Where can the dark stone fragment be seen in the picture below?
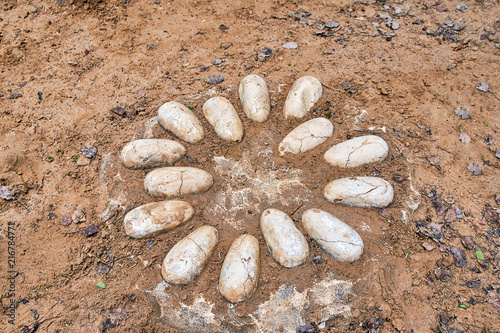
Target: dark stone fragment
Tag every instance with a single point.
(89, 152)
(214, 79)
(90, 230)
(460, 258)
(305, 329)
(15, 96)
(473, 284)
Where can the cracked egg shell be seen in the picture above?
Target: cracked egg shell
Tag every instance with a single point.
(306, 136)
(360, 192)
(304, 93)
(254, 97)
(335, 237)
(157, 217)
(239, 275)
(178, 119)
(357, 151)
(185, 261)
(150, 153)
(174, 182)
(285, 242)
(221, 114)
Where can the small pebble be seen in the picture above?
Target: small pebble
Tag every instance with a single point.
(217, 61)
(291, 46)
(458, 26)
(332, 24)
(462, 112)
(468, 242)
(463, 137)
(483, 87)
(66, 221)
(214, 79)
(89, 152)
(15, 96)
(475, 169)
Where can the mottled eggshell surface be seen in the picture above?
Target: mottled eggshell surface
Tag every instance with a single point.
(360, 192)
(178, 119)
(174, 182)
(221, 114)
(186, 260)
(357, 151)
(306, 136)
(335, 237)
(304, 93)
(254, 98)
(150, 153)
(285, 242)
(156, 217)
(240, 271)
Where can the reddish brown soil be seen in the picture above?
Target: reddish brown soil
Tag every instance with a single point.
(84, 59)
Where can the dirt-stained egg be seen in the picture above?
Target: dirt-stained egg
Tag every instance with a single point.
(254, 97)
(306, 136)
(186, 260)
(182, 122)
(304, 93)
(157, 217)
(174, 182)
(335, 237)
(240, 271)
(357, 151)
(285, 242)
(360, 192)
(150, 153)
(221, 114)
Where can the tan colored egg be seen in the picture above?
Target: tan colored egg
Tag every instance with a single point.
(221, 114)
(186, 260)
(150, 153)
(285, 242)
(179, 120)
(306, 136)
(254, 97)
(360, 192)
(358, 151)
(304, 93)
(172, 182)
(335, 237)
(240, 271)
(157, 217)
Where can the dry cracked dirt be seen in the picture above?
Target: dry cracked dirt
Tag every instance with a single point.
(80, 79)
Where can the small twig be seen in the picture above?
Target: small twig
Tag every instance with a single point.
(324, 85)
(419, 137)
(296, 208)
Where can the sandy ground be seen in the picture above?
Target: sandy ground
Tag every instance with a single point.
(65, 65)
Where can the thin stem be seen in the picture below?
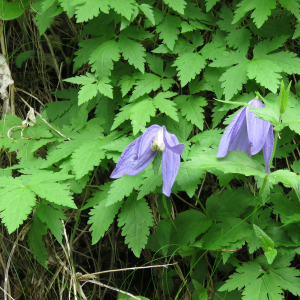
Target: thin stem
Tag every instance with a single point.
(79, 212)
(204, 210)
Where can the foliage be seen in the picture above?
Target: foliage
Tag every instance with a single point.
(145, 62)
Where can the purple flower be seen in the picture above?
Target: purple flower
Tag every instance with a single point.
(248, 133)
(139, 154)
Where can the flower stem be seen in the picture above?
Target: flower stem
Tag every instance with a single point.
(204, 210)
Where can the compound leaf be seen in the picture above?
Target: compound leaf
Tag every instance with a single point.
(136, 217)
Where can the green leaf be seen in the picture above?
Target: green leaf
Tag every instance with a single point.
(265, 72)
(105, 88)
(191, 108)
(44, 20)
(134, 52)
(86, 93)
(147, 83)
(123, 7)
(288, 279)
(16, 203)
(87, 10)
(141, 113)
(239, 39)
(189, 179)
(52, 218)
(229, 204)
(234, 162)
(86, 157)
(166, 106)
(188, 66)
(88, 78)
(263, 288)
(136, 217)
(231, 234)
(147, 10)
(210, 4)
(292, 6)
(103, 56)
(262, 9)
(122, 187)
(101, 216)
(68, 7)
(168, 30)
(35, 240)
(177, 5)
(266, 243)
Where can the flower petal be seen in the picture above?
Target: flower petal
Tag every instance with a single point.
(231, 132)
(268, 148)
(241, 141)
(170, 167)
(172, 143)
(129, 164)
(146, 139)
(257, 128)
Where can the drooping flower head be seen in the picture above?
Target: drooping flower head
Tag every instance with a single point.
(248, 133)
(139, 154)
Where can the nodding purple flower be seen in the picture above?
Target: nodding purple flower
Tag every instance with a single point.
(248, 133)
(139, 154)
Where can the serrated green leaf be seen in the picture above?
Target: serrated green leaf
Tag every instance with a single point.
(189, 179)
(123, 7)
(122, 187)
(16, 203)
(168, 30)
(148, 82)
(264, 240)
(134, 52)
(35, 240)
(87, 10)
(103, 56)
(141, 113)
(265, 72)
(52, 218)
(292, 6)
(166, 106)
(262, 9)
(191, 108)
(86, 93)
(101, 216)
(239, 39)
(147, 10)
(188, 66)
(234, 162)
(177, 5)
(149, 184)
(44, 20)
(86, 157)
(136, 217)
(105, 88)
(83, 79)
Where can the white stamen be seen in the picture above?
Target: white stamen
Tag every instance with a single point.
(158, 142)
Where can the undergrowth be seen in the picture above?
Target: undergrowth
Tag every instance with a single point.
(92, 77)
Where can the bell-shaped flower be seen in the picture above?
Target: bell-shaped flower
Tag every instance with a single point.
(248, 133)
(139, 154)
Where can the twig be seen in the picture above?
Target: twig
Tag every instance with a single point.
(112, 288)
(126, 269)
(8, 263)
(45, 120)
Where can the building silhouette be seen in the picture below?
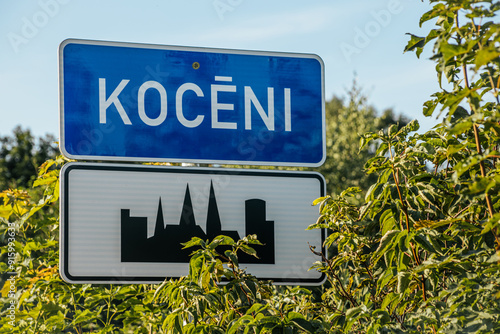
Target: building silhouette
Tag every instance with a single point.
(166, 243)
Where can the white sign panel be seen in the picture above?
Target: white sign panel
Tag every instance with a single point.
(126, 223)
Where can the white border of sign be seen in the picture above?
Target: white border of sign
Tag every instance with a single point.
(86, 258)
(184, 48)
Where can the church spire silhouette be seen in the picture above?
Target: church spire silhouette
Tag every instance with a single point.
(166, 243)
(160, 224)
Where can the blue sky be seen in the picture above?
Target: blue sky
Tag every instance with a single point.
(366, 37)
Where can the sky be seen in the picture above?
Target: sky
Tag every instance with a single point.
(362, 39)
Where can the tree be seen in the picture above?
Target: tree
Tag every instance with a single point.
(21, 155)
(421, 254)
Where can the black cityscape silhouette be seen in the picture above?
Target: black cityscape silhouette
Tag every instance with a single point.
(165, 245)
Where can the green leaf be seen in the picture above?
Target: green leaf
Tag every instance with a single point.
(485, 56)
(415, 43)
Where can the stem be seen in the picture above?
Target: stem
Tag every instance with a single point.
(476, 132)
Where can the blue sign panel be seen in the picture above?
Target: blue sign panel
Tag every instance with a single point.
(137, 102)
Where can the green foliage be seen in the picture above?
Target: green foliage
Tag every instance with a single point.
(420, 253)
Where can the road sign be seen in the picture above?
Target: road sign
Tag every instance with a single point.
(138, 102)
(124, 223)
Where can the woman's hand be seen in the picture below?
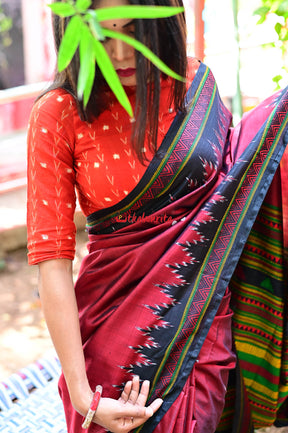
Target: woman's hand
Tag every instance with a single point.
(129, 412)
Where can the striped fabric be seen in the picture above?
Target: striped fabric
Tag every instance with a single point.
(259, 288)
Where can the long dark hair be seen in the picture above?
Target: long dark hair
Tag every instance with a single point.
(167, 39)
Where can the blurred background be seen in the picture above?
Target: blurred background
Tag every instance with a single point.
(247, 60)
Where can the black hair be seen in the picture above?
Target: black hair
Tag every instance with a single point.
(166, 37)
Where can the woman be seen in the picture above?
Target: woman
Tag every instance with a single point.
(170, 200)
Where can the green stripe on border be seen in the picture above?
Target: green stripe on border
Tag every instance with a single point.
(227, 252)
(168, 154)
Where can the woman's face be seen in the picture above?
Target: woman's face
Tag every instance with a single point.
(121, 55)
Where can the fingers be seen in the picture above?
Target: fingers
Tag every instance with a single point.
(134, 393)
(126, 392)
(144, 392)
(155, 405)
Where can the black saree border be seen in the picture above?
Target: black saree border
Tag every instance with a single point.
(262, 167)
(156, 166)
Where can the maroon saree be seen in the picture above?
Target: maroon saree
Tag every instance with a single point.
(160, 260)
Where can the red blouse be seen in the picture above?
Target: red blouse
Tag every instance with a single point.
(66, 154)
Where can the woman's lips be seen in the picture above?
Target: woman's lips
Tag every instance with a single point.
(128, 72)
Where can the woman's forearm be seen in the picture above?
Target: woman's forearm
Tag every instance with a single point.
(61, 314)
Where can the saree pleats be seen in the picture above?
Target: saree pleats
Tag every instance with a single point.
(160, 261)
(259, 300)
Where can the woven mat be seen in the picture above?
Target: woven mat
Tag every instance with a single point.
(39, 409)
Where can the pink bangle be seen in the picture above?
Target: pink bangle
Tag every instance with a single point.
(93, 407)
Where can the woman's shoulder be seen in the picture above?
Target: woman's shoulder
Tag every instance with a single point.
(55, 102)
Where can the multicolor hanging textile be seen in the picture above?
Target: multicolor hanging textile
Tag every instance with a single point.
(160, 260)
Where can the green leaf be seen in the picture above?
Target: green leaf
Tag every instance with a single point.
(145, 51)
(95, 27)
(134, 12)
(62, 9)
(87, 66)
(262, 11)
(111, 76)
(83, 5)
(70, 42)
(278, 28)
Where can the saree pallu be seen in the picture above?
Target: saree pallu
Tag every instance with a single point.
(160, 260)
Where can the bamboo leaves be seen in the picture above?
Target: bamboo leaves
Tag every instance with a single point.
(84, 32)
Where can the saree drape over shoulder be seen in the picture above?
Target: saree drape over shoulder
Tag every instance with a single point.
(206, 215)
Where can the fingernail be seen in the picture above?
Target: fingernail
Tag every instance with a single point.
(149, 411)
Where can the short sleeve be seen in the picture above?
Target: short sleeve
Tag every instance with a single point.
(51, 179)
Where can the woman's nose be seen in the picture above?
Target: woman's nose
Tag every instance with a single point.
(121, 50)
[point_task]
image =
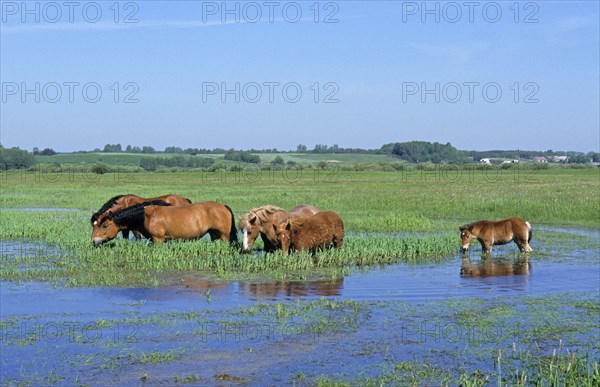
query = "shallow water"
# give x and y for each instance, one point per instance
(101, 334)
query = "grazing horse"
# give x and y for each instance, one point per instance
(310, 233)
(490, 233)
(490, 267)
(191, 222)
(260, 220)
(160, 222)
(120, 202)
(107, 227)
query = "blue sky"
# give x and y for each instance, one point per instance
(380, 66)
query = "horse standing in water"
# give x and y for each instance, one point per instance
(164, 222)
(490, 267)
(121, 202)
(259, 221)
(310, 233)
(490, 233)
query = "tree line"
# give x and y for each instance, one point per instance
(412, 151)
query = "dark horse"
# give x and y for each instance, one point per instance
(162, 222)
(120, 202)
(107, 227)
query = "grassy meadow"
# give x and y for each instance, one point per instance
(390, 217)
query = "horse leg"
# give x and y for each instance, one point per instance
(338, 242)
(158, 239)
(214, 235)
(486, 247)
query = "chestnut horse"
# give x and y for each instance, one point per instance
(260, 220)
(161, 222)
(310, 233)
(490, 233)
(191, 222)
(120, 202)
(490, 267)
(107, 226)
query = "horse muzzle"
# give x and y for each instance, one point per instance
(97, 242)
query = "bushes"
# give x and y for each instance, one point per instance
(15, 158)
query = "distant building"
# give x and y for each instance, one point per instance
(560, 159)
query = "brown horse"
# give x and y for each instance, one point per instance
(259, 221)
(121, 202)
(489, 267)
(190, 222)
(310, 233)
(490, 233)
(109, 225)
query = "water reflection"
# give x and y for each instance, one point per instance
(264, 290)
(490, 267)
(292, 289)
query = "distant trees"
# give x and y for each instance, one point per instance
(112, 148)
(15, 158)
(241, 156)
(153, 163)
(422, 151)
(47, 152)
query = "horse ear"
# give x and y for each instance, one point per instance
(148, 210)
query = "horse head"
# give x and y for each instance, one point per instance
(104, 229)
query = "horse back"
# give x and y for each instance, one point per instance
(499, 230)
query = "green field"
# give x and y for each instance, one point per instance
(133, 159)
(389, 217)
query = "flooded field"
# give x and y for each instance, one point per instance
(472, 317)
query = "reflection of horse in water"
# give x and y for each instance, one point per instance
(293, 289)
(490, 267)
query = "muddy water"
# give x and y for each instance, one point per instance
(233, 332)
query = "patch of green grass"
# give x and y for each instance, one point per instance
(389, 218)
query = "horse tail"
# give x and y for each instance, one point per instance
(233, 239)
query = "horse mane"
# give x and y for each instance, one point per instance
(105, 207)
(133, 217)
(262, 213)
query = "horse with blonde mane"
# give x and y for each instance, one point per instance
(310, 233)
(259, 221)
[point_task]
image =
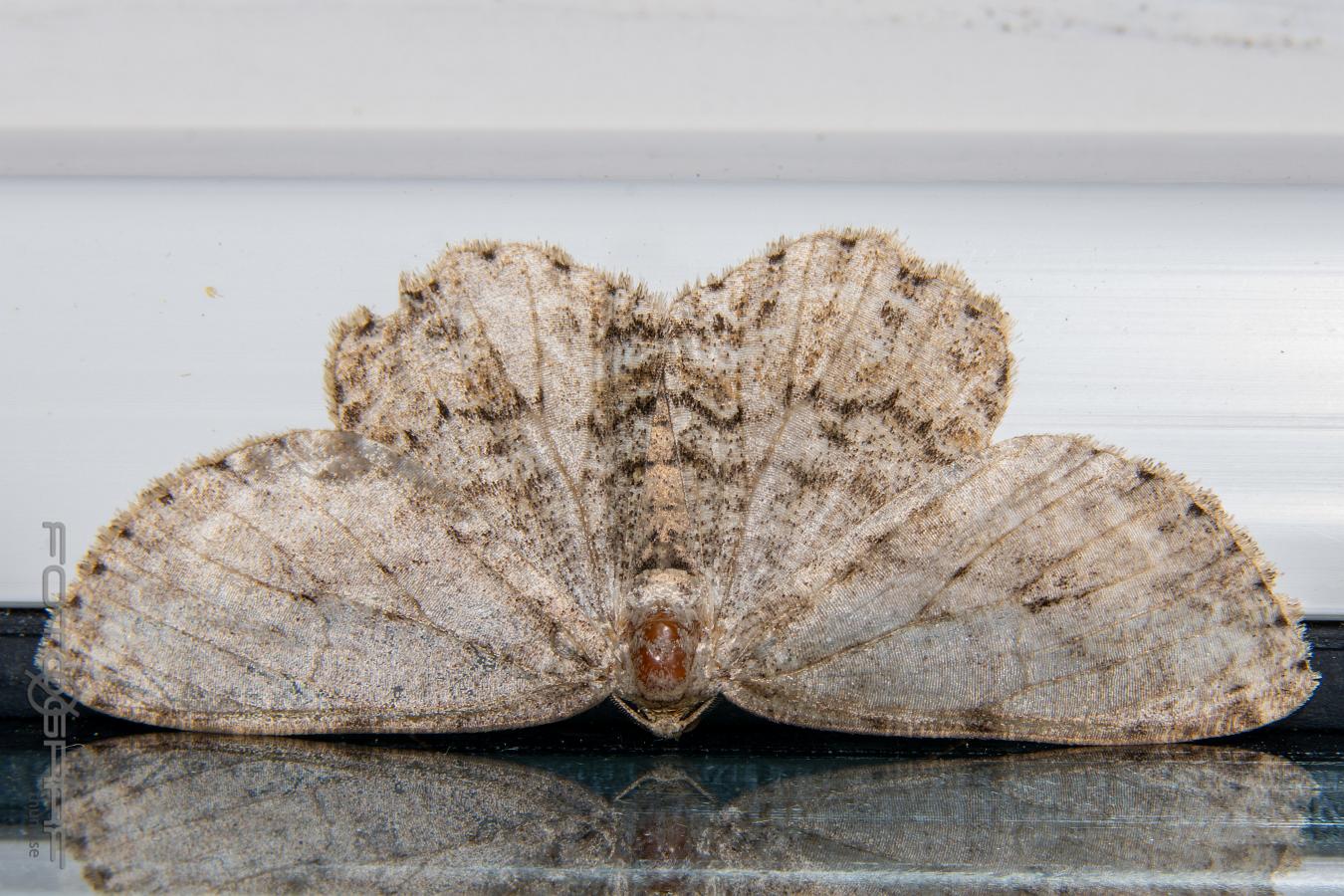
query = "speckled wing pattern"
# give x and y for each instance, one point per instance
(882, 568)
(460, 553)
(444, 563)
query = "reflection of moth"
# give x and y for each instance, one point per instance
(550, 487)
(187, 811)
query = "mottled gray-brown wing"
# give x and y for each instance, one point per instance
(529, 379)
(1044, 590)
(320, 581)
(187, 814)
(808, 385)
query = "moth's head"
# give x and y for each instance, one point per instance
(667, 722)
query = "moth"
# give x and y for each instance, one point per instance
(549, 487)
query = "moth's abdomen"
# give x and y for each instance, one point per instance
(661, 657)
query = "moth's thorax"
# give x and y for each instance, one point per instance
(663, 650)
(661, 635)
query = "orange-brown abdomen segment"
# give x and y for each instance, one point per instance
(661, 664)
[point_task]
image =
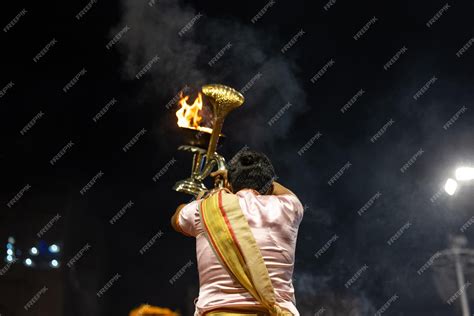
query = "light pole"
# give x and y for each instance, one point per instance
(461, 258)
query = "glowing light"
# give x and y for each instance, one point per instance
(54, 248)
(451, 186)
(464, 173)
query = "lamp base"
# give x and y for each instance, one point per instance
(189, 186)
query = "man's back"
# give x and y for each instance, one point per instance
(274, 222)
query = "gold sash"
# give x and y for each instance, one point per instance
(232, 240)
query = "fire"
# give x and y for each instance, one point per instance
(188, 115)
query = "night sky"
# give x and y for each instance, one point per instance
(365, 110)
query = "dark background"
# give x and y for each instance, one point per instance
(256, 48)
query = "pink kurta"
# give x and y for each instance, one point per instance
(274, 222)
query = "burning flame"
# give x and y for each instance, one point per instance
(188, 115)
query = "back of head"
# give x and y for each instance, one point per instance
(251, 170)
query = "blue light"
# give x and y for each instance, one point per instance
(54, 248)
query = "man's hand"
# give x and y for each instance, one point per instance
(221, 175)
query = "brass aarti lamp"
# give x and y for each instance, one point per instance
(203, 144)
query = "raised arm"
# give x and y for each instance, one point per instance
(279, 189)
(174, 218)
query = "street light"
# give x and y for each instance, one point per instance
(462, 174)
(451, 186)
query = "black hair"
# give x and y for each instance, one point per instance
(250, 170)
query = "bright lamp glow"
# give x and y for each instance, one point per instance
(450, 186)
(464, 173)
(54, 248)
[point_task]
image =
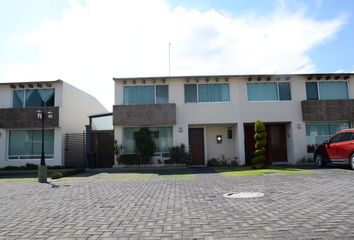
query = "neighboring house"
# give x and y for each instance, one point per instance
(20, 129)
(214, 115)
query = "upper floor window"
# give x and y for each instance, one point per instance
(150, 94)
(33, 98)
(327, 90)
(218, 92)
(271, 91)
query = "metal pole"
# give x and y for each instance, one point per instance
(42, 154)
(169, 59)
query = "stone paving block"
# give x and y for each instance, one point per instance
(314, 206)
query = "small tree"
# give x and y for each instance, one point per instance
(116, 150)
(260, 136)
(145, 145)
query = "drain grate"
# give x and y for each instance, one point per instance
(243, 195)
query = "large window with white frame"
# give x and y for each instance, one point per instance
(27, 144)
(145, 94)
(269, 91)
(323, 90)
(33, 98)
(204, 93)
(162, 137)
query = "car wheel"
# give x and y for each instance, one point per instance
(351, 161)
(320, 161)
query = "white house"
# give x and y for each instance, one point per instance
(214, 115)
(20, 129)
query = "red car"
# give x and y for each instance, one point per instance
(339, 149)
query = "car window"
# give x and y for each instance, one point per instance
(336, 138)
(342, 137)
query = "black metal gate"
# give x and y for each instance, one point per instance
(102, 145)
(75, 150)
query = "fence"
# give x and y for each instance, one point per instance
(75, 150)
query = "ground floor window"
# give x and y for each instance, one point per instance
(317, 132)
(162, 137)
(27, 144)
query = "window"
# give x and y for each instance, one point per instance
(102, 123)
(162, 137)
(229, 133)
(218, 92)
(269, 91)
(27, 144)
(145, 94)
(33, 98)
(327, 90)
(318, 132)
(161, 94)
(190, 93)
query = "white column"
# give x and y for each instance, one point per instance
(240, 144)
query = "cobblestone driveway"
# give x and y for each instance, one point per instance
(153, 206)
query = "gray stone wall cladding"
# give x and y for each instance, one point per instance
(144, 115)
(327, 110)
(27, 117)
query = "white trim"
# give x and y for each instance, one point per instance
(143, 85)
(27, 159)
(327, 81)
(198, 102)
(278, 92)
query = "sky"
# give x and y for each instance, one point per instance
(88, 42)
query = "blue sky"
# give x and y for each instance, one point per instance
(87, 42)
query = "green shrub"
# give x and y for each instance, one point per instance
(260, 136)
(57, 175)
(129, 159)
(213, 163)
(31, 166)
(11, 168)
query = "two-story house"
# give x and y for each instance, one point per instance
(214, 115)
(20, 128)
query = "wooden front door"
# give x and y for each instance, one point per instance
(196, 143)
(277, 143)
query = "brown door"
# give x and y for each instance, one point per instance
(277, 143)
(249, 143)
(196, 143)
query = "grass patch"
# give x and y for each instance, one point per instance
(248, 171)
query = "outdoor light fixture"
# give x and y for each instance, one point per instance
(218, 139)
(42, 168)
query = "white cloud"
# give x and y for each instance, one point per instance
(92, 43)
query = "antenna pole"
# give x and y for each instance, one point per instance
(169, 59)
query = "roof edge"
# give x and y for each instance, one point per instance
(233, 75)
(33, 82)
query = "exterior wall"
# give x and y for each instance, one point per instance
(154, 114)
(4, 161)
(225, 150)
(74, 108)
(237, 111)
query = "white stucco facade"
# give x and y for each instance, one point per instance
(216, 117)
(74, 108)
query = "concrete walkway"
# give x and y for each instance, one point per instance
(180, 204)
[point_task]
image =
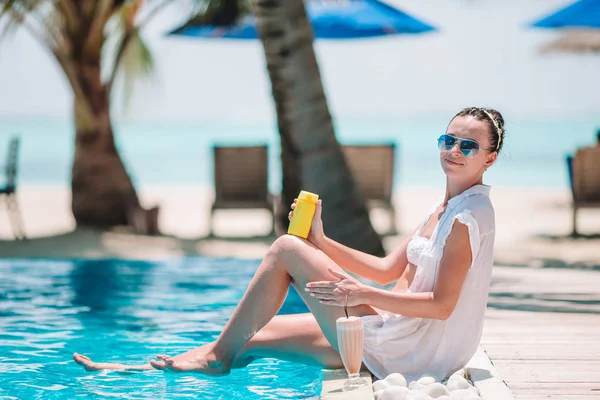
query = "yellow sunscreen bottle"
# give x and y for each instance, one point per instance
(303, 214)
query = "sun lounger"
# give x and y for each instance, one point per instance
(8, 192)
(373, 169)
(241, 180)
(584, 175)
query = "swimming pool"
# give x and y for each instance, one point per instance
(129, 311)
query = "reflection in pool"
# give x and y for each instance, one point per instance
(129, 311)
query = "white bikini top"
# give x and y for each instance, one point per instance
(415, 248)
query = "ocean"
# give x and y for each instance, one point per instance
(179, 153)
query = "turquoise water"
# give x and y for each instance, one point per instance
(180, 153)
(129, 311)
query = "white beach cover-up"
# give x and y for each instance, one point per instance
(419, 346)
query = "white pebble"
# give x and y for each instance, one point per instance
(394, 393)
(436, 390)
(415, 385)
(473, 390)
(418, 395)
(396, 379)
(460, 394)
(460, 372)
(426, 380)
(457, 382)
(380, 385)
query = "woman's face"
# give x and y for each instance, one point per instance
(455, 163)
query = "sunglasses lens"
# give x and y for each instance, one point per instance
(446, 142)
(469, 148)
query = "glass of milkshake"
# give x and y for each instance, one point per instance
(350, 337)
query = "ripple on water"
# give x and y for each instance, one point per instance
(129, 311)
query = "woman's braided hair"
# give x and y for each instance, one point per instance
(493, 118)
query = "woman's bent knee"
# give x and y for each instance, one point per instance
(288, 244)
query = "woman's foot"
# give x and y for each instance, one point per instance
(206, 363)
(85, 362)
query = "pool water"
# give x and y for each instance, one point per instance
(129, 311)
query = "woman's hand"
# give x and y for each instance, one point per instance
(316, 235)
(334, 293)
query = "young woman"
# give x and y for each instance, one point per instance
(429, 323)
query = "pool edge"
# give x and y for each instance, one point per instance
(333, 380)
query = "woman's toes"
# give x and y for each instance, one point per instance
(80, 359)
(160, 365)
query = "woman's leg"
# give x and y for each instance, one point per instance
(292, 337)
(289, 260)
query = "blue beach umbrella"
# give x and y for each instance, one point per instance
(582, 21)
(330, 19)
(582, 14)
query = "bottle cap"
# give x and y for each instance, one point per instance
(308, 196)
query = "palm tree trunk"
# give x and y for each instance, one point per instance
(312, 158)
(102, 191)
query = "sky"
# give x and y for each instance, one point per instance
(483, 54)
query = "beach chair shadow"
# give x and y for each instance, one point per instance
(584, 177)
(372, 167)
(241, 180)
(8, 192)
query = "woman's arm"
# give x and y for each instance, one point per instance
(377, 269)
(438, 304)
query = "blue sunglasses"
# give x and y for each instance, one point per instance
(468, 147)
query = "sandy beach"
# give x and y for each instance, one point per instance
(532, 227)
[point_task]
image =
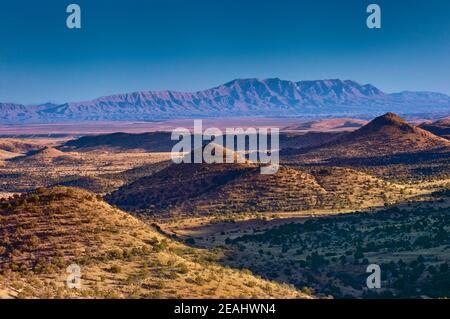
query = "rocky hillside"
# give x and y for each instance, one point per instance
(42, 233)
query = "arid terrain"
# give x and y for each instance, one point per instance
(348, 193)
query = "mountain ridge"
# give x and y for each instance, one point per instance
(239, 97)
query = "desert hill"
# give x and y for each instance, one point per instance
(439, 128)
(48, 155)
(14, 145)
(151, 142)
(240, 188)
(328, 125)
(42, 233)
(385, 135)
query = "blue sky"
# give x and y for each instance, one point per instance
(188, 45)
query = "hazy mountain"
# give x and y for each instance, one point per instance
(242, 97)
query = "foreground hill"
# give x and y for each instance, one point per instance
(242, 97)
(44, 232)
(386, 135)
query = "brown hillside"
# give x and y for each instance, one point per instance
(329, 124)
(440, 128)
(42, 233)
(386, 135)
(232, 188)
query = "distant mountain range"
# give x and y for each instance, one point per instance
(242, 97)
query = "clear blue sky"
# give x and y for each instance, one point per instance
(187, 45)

═══

Task directions:
Return every line of the records that contains the string "bamboo".

Answer:
Where can the bamboo leaves be seen in the picture above?
Target: bamboo leaves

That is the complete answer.